▸ **Objective**
Rewrite every one of the rows below, changing "drop one dot" to "place a single point" and keeping everything else the same. Leave the pictures out of your answer.

(Stored dataset items)
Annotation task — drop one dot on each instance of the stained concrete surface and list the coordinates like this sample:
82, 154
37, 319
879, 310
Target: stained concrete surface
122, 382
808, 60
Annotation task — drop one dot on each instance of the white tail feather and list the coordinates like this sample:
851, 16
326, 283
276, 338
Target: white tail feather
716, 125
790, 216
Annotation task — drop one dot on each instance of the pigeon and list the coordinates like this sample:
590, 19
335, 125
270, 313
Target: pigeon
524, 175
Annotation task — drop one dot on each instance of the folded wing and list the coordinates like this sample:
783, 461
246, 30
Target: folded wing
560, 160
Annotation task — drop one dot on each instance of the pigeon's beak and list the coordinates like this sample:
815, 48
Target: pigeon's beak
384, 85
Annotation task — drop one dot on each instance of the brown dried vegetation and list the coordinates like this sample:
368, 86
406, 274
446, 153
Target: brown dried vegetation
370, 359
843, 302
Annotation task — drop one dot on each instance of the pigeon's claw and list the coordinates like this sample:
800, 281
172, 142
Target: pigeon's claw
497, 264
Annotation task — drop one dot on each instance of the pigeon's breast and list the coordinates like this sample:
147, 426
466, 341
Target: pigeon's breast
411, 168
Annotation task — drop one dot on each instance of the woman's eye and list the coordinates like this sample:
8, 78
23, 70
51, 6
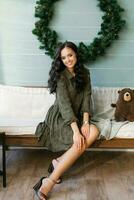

▸ **Output of the exercise**
Annotation task — place a single point on each instance of the stained concrete surface and list the coordinates like this sample:
82, 154
37, 319
879, 310
Target: stained concrete surface
122, 382
808, 60
Annotation task — place a single point on each instance of the white tail feather and list the coordinates like this sample:
851, 16
326, 283
276, 338
Target: white tail feather
716, 125
790, 216
Annotation task — place a single point on each instance of the pigeon and list the coordinates like this sample:
590, 19
335, 125
270, 313
Target: pigeon
524, 175
Annotation task — place a single point on each instance of the folded wing and list the coordinates like this sample:
783, 461
246, 30
Target: folded wing
560, 160
Annotation task — place a single point on each instance of the pigeon's beak and list the coordinates like this sample:
815, 48
Target: pigeon's beak
384, 85
Annotation task — place a single point on each instance of the brown dried vegetation and list the coordinates like this sample:
368, 86
406, 274
446, 153
Target: brown dried vegetation
370, 359
843, 302
Annotation task — place a single point on each instance of the pigeon's claw and list the coordinates like this sample:
800, 281
172, 142
Target: pigeon's claw
497, 264
Annotation task — place a single point on each instance of the pigeon's breast and list the coordinates like this sample:
147, 426
466, 341
Target: pigeon's breast
411, 168
Annotation task — place a single point on each instance of the woman's eye and list the coordinates like this sample:
8, 78
23, 70
51, 6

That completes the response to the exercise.